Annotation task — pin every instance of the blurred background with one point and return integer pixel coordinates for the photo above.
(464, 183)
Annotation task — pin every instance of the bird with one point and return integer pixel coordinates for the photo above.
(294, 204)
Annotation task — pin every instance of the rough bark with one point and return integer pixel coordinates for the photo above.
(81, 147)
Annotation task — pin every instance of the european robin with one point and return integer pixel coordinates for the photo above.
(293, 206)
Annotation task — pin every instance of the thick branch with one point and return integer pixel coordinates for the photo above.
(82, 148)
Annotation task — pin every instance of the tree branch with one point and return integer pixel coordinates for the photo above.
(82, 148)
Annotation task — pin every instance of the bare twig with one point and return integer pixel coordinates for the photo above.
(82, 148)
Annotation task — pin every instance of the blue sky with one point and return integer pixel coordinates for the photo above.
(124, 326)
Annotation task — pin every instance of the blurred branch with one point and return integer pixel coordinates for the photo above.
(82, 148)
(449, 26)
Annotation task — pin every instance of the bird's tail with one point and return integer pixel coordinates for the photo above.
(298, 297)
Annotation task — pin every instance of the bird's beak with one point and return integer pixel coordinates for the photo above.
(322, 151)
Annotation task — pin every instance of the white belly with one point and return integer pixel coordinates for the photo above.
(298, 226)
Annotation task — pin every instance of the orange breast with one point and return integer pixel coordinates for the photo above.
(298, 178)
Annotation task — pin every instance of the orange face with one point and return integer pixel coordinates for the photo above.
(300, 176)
==============================
YOUR OBJECTIVE: Give all the entries again exactly; leave none out.

ANSWER:
Annotation task — pin every instance of the blurred background with one point and return integer pixel coordinates for the photo above.
(464, 183)
Annotation task — pin every instance of the bird with one point and return integer pixel coordinates for the photo above.
(294, 204)
Annotation task — pin every instance of the rough bark with one point and return integer pixel coordinates for the photo above.
(81, 147)
Annotation task — pin every instance of the european robin with one point and return integer pixel coordinates for the photo above.
(293, 206)
Annotation task — pin every instance of the thick branch with one point and return integer pixel coordinates for the photo above.
(82, 148)
Annotation task — pin every instance of the tree branch with one point and return integer pixel coordinates for the photo above.
(82, 148)
Annotation task — pin every instance of the bare twig with one point and return integer pixel coordinates for the photo above.
(82, 148)
Annotation task — pin every instance of the blue sky with one point and return integer pixel coordinates for the photo above.
(124, 326)
Annotation task — pin every instance of the blurred branch with one point and return integer pixel coordinates for the photo above.
(82, 148)
(449, 26)
Annotation task — pin every instance of the bird's tail with one point and return integer pixel coordinates for the photo above.
(298, 297)
Annotation task — pin every instance of the bird's beak with one point and return integer pixel coordinates for the photo above.
(322, 151)
Annotation task — pin every instance of the white belly with one point and return integer pixel coordinates for the photo above.
(298, 226)
Annotation task — pin every instance of the orange breast with one point and return integer pixel coordinates for the photo above.
(298, 178)
Annotation task — pin every instance of the orange face with one point and return integer pixel coordinates for the photo above.
(300, 176)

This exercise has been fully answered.